— START PROVIDED INFORMATION —
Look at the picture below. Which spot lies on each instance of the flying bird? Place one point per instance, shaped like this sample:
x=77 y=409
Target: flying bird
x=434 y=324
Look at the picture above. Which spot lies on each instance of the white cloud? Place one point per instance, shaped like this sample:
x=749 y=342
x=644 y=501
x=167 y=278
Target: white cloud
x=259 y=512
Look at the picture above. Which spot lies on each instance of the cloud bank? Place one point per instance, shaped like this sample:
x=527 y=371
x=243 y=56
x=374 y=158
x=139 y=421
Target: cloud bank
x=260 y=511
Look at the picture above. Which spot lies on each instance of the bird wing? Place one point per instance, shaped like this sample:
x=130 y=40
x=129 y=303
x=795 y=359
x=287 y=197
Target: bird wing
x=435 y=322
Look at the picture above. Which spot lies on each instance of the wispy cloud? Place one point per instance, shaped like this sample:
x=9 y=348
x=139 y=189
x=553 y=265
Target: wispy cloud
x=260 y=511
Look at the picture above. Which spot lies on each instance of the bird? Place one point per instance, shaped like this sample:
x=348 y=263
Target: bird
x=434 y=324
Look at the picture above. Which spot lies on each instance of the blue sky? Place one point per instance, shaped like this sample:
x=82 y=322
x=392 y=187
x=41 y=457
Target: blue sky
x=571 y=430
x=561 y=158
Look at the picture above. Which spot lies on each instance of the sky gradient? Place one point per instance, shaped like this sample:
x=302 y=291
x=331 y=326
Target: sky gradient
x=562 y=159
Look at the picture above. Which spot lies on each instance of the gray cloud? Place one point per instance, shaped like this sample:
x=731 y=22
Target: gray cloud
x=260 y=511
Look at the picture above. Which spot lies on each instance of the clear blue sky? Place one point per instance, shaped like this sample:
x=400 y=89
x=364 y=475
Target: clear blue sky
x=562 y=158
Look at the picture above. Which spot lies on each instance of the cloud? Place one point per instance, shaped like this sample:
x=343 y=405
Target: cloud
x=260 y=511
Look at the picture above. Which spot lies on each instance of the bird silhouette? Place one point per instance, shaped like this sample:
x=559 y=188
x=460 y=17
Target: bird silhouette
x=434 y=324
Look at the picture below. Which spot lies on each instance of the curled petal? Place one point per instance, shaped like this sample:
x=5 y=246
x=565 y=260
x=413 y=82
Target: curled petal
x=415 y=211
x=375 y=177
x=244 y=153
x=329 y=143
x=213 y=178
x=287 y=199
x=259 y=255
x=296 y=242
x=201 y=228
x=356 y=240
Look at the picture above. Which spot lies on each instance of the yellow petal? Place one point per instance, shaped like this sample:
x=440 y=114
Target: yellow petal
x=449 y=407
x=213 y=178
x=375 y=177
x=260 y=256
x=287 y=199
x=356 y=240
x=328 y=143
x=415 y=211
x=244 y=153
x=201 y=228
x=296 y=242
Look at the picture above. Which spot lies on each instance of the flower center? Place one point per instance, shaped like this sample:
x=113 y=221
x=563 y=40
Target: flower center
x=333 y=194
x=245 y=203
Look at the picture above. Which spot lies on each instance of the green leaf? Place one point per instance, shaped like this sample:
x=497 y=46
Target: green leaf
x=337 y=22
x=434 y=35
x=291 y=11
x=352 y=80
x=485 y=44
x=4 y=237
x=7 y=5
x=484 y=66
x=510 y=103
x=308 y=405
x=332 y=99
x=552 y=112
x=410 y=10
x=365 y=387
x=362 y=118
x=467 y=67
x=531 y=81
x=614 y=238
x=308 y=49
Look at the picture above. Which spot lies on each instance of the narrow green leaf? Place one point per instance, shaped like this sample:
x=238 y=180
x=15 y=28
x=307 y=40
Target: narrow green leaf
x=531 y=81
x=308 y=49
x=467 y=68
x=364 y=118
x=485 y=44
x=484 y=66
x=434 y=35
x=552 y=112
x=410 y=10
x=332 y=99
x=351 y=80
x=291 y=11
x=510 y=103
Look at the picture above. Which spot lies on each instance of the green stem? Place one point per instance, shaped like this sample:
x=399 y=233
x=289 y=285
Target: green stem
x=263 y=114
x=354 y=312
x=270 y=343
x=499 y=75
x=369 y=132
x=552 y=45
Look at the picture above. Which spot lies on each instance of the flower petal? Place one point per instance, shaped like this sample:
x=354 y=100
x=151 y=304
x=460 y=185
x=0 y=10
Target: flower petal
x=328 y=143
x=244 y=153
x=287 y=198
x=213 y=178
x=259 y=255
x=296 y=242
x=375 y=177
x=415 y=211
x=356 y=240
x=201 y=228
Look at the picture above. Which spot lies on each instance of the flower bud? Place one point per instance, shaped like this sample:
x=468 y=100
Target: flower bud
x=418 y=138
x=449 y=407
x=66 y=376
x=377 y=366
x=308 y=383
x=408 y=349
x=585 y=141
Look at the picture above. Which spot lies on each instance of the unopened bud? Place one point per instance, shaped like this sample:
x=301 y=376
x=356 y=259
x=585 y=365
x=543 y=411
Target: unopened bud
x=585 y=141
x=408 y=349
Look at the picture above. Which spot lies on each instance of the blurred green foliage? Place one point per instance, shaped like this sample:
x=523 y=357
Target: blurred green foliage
— END PROVIDED INFORMATION —
* _WHAT TO DO_
Print the complete listing again, exactly as it stands.

* _ANSWER FOR THIS EXERCISE_
Look at the picture below. Which spot lies on each instance of the flying bird? Place one point per instance, shaped like this sample:
x=77 y=409
Target: flying bird
x=434 y=324
Look at the picture above. Which spot lies on each instance of the white cloud? Place one point per instance, shaped like this sample:
x=749 y=342
x=644 y=501
x=167 y=278
Target: white cloud
x=259 y=512
Look at the picture above. Which spot lies on each instance of the cloud bank? Place one point per instance, shaped like this sample:
x=527 y=371
x=243 y=56
x=374 y=158
x=139 y=421
Target: cloud bank
x=260 y=511
Look at the picture above. Which spot lies on each instance of the bird wing? Place one point per instance, shaped like this sample:
x=130 y=40
x=129 y=303
x=795 y=359
x=287 y=197
Target: bird wing
x=435 y=322
Look at the picture above. Which spot lies on each instance of the wispy cloud? Place one point per instance, shaped like this sample:
x=9 y=348
x=139 y=189
x=553 y=265
Target: wispy cloud
x=260 y=511
Look at the picture above. Which spot lies on each instance of the bird? Place one point per instance, shaped like this sample:
x=348 y=263
Target: bird
x=434 y=324
Look at the picture above. Which spot lies on each instance of the blue sky? Place one point per instance, shaped like this sample:
x=82 y=322
x=392 y=187
x=41 y=457
Target: blue sky
x=571 y=430
x=561 y=158
Look at the picture above. Which spot lies on each instance of the sky gradient? Place one point per instance, shaped like this sample:
x=302 y=291
x=331 y=326
Target: sky gradient
x=562 y=159
Look at the picture above. Which spot lies on each instance of the gray cloud? Place one point per instance, shaped like this sample:
x=731 y=22
Target: gray cloud
x=260 y=511
Look at the picture above. Which spot lies on each instance of the clear blue sky? Place one point per instance, shaped like this sample:
x=400 y=89
x=364 y=475
Target: clear blue sky
x=562 y=158
Look at the picture above. Which spot lies on each instance of the cloud? Place one point per instance, shaped like this sample:
x=343 y=405
Target: cloud
x=260 y=511
Look at the picture above. Which spot lies on each instance of the bird silhouette? Place one point per instance, shaped like this sample:
x=559 y=188
x=460 y=17
Target: bird silhouette
x=434 y=324
Look at the picture below. Which spot lies on each instance of the curled petal? Place one point per instance, shaped like this sample:
x=5 y=246
x=565 y=260
x=413 y=82
Target: curled petal
x=415 y=211
x=375 y=177
x=244 y=153
x=329 y=143
x=213 y=178
x=287 y=199
x=259 y=255
x=296 y=242
x=201 y=228
x=356 y=240
Look at the picture above. Which spot lies on each instance of the yellow petal? Place one point per instance, shaped like this sample:
x=440 y=114
Target: yellow petal
x=449 y=407
x=213 y=178
x=375 y=177
x=260 y=256
x=287 y=199
x=356 y=240
x=328 y=143
x=415 y=211
x=244 y=153
x=201 y=228
x=296 y=242
Look at the picture above. Which spot lies on each instance of the flower center? Place one point per instance, shaped like this sample:
x=113 y=221
x=563 y=40
Target: flower center
x=333 y=194
x=245 y=203
Look at the picture above. Which spot lies on each instance of the green leaf? Place one point per instance, shaped like this sample:
x=497 y=46
Target: green leaf
x=337 y=22
x=434 y=35
x=291 y=11
x=352 y=80
x=485 y=44
x=4 y=237
x=7 y=5
x=484 y=66
x=510 y=103
x=308 y=405
x=332 y=99
x=552 y=112
x=410 y=10
x=365 y=387
x=362 y=118
x=467 y=67
x=531 y=81
x=614 y=238
x=308 y=49
Look at the picture above. Which spot lies on each instance of the narrow green leaf? Place one point per instance, shaped like this sample:
x=238 y=180
x=15 y=28
x=307 y=40
Target: narrow green leaf
x=531 y=81
x=308 y=49
x=467 y=68
x=364 y=118
x=485 y=44
x=484 y=66
x=434 y=35
x=552 y=112
x=410 y=10
x=332 y=99
x=351 y=80
x=291 y=11
x=510 y=103
Look at the picture above. Which spot lies on each instance of the green stem? Place one point per instance, shaped like this sample:
x=399 y=233
x=289 y=285
Target: green stem
x=263 y=114
x=354 y=312
x=270 y=343
x=499 y=75
x=369 y=132
x=552 y=45
Look at the picture above. Which spot lies on each instance of the flower petal? Place one point per instance, shaped like this sample:
x=354 y=100
x=151 y=304
x=460 y=185
x=0 y=10
Target: flower petal
x=328 y=143
x=244 y=153
x=287 y=198
x=213 y=178
x=259 y=255
x=296 y=242
x=375 y=177
x=415 y=211
x=356 y=240
x=201 y=228
Look at the picture above. Which spot lies on each instance of the flower bud? Place one point per instance, shaped like this sample:
x=468 y=100
Target: flower bud
x=418 y=138
x=449 y=407
x=66 y=376
x=377 y=366
x=308 y=383
x=408 y=349
x=585 y=141
Look at the picture above. Which spot lies on each instance of the unopened bud? Place one point per instance, shaped like this sample:
x=301 y=376
x=356 y=259
x=585 y=365
x=543 y=411
Target: unopened bud
x=585 y=141
x=408 y=349
Look at the picture above. Which spot lies on each instance of the blurred green foliage? Place one point per instance, shaped like this sample:
x=523 y=357
Target: blurred green foliage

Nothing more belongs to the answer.